### INFORMATION SUPPLIED
▼▼▼
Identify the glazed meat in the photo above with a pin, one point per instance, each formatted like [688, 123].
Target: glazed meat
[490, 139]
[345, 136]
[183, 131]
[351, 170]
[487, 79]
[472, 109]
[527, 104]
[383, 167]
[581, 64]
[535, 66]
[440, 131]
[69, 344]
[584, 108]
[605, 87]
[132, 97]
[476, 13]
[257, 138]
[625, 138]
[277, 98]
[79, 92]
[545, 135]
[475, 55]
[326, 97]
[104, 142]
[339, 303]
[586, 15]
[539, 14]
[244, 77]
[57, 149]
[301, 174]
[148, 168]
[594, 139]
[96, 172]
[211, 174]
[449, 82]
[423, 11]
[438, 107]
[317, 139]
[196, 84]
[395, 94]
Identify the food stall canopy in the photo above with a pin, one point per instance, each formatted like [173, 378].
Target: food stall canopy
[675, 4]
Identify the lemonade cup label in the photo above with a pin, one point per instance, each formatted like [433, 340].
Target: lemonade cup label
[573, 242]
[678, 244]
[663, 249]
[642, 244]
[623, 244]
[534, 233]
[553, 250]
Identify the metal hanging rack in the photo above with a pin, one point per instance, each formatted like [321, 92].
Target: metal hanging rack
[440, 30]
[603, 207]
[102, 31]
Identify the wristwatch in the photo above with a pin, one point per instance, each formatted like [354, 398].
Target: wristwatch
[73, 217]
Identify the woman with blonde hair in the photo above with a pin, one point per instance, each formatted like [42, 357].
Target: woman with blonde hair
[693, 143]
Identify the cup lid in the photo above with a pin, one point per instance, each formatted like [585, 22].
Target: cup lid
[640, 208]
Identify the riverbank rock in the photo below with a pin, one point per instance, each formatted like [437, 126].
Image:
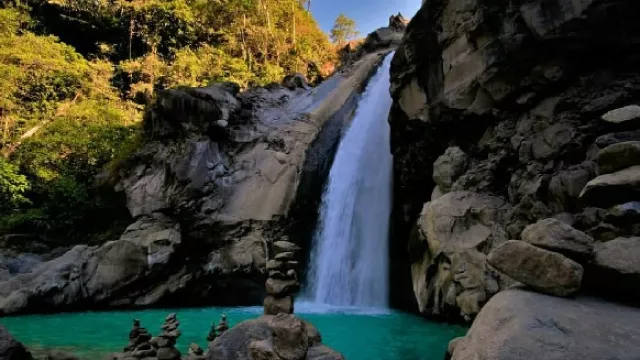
▲▲▲
Reproduce the whole listing above verbatim, leaving out any pictures.

### CORRECT RESPONSE
Identify the glazed meat in the photo above with a pin, one point per instance, each formatted like [688, 123].
Target: glazed meat
[490, 139]
[345, 136]
[183, 131]
[351, 170]
[487, 79]
[472, 109]
[527, 104]
[383, 167]
[581, 64]
[535, 66]
[440, 131]
[69, 344]
[584, 108]
[605, 87]
[132, 97]
[476, 13]
[257, 138]
[625, 138]
[277, 98]
[79, 92]
[545, 135]
[475, 55]
[326, 97]
[104, 142]
[339, 303]
[586, 15]
[539, 14]
[244, 77]
[57, 149]
[301, 174]
[148, 168]
[594, 139]
[96, 172]
[211, 174]
[449, 82]
[423, 11]
[438, 107]
[317, 139]
[196, 84]
[395, 94]
Identify the food stall canopy in the photo above with a pin, one point per instance, each formatted like [173, 378].
Target: food stall canopy
[675, 4]
Identify the lemonade cup label in the photo above with a pin, one point per instance, each formatted like [433, 340].
Target: lemonade cup label
[573, 242]
[678, 244]
[663, 249]
[642, 244]
[623, 244]
[534, 233]
[553, 250]
Identify the metal hanging rack in the photo above with a pin, one point per instance, each formatted like [321, 92].
Target: metal hanging rack
[440, 30]
[603, 207]
[102, 31]
Identify the wristwatch in the photo above with a pin, one point per instance, each formatted like [354, 398].
Target: wristwatch
[73, 217]
Identify the woman with blonde hair in the photo above with a pin, one point per instance, each formatted like [42, 357].
Target: woman with blonde hair
[693, 143]
Identify the cup lid in the photo above with a pin, one point per instance, each formatted like [585, 22].
Target: cup lid
[640, 208]
Identify the riverbank rock in the photo below with a pin, one point per instance, each formatted like [437, 126].
Image:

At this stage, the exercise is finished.